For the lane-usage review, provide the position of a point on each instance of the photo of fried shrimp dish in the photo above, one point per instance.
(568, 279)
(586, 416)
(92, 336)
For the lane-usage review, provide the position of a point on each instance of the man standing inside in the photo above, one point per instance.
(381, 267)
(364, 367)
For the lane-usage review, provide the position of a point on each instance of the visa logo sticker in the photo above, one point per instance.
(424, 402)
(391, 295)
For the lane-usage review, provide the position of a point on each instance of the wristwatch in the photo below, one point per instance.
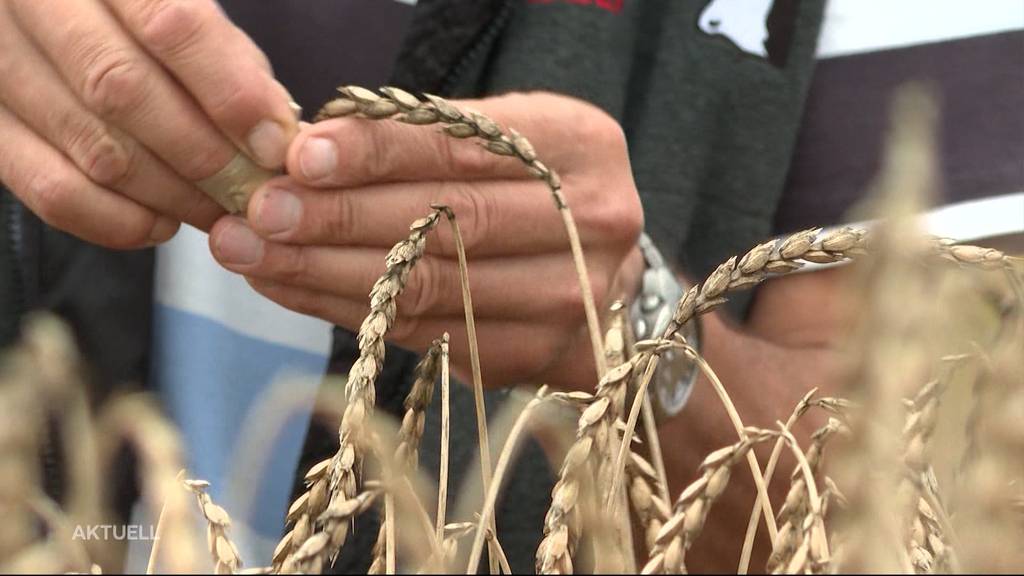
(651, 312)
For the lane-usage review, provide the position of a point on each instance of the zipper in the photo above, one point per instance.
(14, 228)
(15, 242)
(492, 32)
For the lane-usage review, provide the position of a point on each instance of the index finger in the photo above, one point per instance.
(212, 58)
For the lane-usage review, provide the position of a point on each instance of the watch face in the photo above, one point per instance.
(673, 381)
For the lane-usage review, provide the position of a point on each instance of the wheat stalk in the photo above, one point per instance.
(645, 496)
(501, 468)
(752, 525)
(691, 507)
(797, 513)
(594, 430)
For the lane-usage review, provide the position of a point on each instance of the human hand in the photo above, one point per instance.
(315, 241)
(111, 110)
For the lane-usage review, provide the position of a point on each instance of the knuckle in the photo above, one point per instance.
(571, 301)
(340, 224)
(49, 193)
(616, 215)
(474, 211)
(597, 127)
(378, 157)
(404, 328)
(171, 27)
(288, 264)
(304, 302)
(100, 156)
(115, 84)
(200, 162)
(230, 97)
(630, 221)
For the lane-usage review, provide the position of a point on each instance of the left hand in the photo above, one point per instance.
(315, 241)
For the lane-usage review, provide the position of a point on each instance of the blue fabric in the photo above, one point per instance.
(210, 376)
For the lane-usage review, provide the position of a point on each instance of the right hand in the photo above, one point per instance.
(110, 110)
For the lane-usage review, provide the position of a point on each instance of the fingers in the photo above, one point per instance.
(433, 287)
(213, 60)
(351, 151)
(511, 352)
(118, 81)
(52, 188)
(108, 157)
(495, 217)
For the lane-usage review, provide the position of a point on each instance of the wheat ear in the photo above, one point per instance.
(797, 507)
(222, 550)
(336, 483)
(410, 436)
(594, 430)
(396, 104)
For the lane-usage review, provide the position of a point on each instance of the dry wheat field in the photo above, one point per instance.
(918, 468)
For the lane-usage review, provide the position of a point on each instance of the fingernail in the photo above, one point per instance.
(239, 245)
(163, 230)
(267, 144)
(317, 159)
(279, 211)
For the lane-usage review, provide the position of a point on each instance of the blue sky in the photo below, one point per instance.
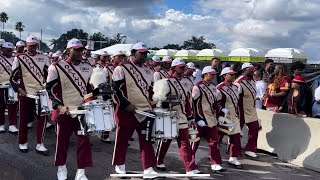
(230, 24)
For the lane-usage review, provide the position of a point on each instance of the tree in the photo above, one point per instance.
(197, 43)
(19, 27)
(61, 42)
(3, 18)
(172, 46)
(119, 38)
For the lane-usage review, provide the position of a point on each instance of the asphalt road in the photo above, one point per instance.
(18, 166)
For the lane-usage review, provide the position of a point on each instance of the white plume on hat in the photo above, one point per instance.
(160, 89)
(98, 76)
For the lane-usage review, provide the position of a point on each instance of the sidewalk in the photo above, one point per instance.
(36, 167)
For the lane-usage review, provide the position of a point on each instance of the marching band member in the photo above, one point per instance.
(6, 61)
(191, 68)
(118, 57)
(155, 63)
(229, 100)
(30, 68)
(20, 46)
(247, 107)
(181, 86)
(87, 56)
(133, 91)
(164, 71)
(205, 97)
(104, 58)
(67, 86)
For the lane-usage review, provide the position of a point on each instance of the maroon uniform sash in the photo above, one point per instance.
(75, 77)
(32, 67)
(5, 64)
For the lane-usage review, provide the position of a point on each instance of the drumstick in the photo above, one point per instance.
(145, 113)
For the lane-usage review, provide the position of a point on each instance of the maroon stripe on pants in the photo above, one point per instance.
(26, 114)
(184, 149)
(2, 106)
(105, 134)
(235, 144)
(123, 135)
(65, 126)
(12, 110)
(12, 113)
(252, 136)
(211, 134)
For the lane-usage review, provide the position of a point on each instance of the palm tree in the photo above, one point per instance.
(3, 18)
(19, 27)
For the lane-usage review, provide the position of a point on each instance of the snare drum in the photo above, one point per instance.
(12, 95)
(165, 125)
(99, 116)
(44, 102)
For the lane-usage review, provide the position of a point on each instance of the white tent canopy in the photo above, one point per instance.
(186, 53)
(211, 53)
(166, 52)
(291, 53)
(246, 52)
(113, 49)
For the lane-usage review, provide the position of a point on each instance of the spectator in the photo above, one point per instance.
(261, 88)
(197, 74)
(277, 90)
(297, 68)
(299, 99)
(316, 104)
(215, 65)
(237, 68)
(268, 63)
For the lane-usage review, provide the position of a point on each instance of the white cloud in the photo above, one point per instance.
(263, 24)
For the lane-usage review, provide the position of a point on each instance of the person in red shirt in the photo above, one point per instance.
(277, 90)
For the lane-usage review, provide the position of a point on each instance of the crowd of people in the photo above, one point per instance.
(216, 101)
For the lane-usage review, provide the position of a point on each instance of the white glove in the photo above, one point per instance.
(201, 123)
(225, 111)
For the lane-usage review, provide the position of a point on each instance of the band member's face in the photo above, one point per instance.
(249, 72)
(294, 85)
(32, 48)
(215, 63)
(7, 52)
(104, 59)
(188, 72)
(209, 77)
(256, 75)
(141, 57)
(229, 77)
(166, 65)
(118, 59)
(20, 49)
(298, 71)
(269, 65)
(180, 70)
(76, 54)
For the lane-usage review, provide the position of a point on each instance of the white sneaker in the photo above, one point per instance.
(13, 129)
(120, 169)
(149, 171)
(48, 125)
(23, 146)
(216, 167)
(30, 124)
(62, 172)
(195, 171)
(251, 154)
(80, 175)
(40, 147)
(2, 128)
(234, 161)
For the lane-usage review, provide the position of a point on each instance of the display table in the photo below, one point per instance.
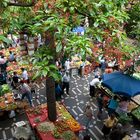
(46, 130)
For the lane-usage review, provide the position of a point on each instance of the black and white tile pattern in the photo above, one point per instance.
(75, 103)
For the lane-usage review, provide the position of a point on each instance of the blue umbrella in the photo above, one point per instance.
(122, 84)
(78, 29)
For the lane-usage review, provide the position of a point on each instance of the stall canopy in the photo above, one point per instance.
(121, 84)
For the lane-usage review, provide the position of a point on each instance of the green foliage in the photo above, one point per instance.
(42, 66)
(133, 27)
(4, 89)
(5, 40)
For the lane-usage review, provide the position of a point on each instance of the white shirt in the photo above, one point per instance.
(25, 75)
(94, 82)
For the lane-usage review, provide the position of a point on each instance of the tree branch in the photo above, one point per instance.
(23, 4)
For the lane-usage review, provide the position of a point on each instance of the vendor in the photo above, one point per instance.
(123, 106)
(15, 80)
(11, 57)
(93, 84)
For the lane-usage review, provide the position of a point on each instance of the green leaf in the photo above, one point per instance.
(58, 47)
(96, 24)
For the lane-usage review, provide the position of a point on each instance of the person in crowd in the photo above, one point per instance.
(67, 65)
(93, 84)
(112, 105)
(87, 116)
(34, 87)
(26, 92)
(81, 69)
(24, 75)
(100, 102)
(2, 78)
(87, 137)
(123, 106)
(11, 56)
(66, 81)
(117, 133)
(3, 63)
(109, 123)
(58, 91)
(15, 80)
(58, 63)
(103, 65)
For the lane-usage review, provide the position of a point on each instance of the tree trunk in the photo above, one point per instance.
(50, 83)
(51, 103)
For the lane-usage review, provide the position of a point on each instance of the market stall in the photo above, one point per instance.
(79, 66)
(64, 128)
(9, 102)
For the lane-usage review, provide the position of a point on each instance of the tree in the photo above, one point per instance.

####

• [EXERCISE REQUIREMENTS]: Without the pictures, restate each entry exactly.

• [TASK ANSWER]:
For the lane-usage review, provide the position of a point on each instance of the photo of fried shrimp dish in the photo above, one point per instance.
(568, 279)
(586, 416)
(92, 336)
For the lane-usage review, provide the position of a point on each instance of the man standing inside in the photo above, one point per instance.
(381, 267)
(364, 367)
For the lane-usage review, provide the position of a point on each instance of the visa logo sticker in the photo above, one point per instance.
(424, 402)
(391, 295)
For the lane-usage review, provide the position of a point on each instance of the wristwatch in the photo below, one point per instance.
(651, 312)
For the lane-usage review, provide the position of a point on each instance of the zipper in the photo above, one point per instance.
(14, 228)
(15, 242)
(492, 32)
For the lane-usage review, provide the position of a point on each instance of the index finger in the photo above, one point per instance.
(212, 58)
For the lane-usage review, provide the position of a point on each instance of the watch face in the photo above, one point per instance.
(673, 381)
For the lane-usage review, provide the position of a point on each instance of the wheat stalk in the photo above, one point per instance.
(645, 496)
(501, 468)
(752, 525)
(691, 507)
(797, 513)
(594, 430)
For the lane-usage review, provide the position of a point on each instance of the human hand in the photo above, one point per instance.
(315, 241)
(111, 110)
For the lane-usage review, provide the position of a point on each instance of the knuckle in the photo above, one point per instance.
(571, 301)
(340, 224)
(49, 193)
(616, 215)
(474, 211)
(597, 127)
(378, 157)
(404, 328)
(171, 27)
(288, 264)
(304, 302)
(100, 156)
(115, 84)
(200, 162)
(230, 97)
(630, 221)
For the lane-usage review, provide the position of a point on each instance of the left hand in the photo above, one point per instance.
(315, 241)
For the lane-usage review, provide the position of a point on each instance of the blue fabric in the photo above, one point per instance.
(210, 376)
For the lane-usage review, provide the position of a point on each instance of the right hand in the photo above, one point per instance.
(110, 110)
For the lane-usage review, provide the position of a point on each instance of the fingers in the photo above, one point per instance.
(433, 287)
(213, 60)
(351, 151)
(511, 352)
(118, 81)
(52, 188)
(108, 157)
(495, 217)
For the lane-usage review, provide the position of a point on each instance of the wheat ear in the photo above, one point per instance.
(797, 507)
(222, 550)
(336, 483)
(410, 436)
(594, 430)
(396, 104)
For the lane-usage review, provide the position of a point on each instance of the dry wheat field in the photo above, one point per instance.
(918, 468)
For the lane-usage review, provide the position of a point on each instance of the fingernail in the photo above, one point per instance.
(239, 245)
(163, 230)
(267, 144)
(317, 159)
(279, 211)
For the lane-usage review, provide the position of a point on each instance of the blue sky in the photo below, one point per instance.
(230, 24)
For the lane-usage review, provide the position of a point on each instance of the tree in the photo above, one point per instance.
(197, 43)
(19, 27)
(61, 42)
(3, 18)
(172, 46)
(119, 38)
For the lane-usage review, provide the position of a point on each instance of the asphalt road in the photo above, one point per instance.
(18, 166)
For the lane-usage review, provide the position of a point on each instance of the white plume on hat in the photo above, one point per instance.
(160, 89)
(98, 76)
For the lane-usage review, provide the position of a point on each instance of the sidewalk in the photo above, one point per instance.
(36, 167)
For the lane-usage review, provide the position of a point on each instance of the marching band member in the photo above, one point per instance.
(6, 61)
(191, 68)
(118, 57)
(155, 63)
(229, 100)
(30, 68)
(20, 46)
(247, 107)
(181, 86)
(87, 56)
(133, 91)
(164, 71)
(205, 97)
(104, 58)
(67, 86)
For the lane-usage review, provide the position of a point on each instance of the maroon uniform sash in the photo above, one point per instance.
(75, 77)
(32, 67)
(5, 64)
For the lane-usage review, provide the position of a point on each instance of the drumstick in the photo above, one point per instance.
(145, 113)
For the lane-usage review, provide the position of a point on each instance of the maroon stripe on pants in the photo above, one point per instance.
(26, 114)
(184, 149)
(2, 106)
(105, 134)
(235, 144)
(123, 135)
(65, 126)
(12, 110)
(12, 113)
(252, 136)
(211, 134)
For the lane-usage review, provide the position of a point on each instance of the palm tree in the photo above, one point per instance.
(3, 18)
(19, 27)
For the lane-usage review, provide the position of a point on each instance of the snare drum in the photo above, one point per instance.
(12, 95)
(165, 125)
(99, 116)
(44, 102)
For the lane-usage review, provide the position of a point on each instance of the white tent canopy in the photo above, one point per instance.
(186, 53)
(211, 53)
(166, 52)
(291, 53)
(246, 52)
(113, 49)
For the lane-usage review, provide the position of a point on each instance of the spectator in the photo above, one point per instance.
(261, 88)
(197, 74)
(277, 90)
(297, 68)
(299, 99)
(316, 104)
(215, 65)
(237, 68)
(268, 63)
For the lane-usage review, provide the position of a point on each instance of the white cloud in the photo above, one point per instance.
(263, 24)
For the lane-usage review, provide the position of a point on each instance of the person in red shirt in the photo above, one point per instance.
(277, 90)
For the lane-usage review, provide the position of a point on each instance of the crowd of people in the photo above, one point per instance.
(216, 101)
For the lane-usage review, provide the position of a point on each instance of the white glove in the photo above, one point per instance.
(201, 123)
(225, 111)
For the lane-usage review, provide the position of a point on each instance of the band member's face in the photo above, one point per instance.
(249, 72)
(294, 85)
(32, 48)
(215, 63)
(7, 52)
(104, 59)
(188, 72)
(209, 77)
(256, 75)
(141, 57)
(229, 77)
(166, 65)
(118, 59)
(20, 49)
(298, 71)
(269, 65)
(180, 70)
(76, 54)
For the lane-usage review, provide the position of a point on each instance of the white sneaker in the photo above, one point per instance.
(13, 129)
(120, 169)
(149, 171)
(48, 125)
(23, 146)
(216, 167)
(30, 124)
(62, 172)
(195, 171)
(251, 154)
(80, 175)
(40, 147)
(2, 128)
(234, 161)
For the lane-usage review, provide the position of a point on each instance of the display table in the photo below, one point per instance.
(46, 130)
For the lane-usage review, provide the position of a point on each instance of the black and white tile pattern in the photo above, one point per instance.
(75, 103)
For the lane-usage review, provide the position of a point on each instance of the blue umbrella in the photo above, one point per instance.
(122, 84)
(78, 29)
For the lane-usage review, provide the position of a point on each instance of the stall canopy in the photo above, one point per instance.
(121, 84)
For the lane-usage review, provide the position of a point on each instance of the green foliage in the photo above, one point per instance.
(42, 66)
(133, 27)
(4, 89)
(5, 40)
For the lane-usage review, provide the position of a point on each instance of the white shirt in the photo above, one point per instance.
(25, 75)
(94, 82)
For the lane-usage review, provide the position of a point on each instance of the tree branch in the photo above, one point per instance.
(23, 4)
For the lane-usage review, provide the position of a point on each instance of the vendor in the photo above, one point per instance.
(123, 106)
(15, 80)
(11, 57)
(93, 84)
For the lane-usage review, provide the position of a point on each instance of the green leaf in the photo above, one point per instance.
(58, 47)
(96, 24)
For the lane-usage review, provide the position of a point on each instance of the person in crowd in the photo above, one point per instance.
(67, 65)
(93, 84)
(112, 105)
(87, 116)
(34, 87)
(26, 92)
(81, 69)
(24, 75)
(100, 102)
(2, 78)
(87, 137)
(123, 106)
(11, 56)
(66, 81)
(117, 133)
(3, 63)
(109, 123)
(58, 91)
(15, 80)
(58, 63)
(103, 65)
For the lane-usage review, provide the position of a point on each instance of the tree trunk in the photo above, one point per instance.
(50, 83)
(51, 103)
For the lane-usage review, provide the position of a point on each instance of the market stall in the photo above, one point per instance.
(79, 66)
(64, 128)
(9, 102)
For the lane-usage review, provide the position of a point on each instance of the tree in the photo above, one point per instance.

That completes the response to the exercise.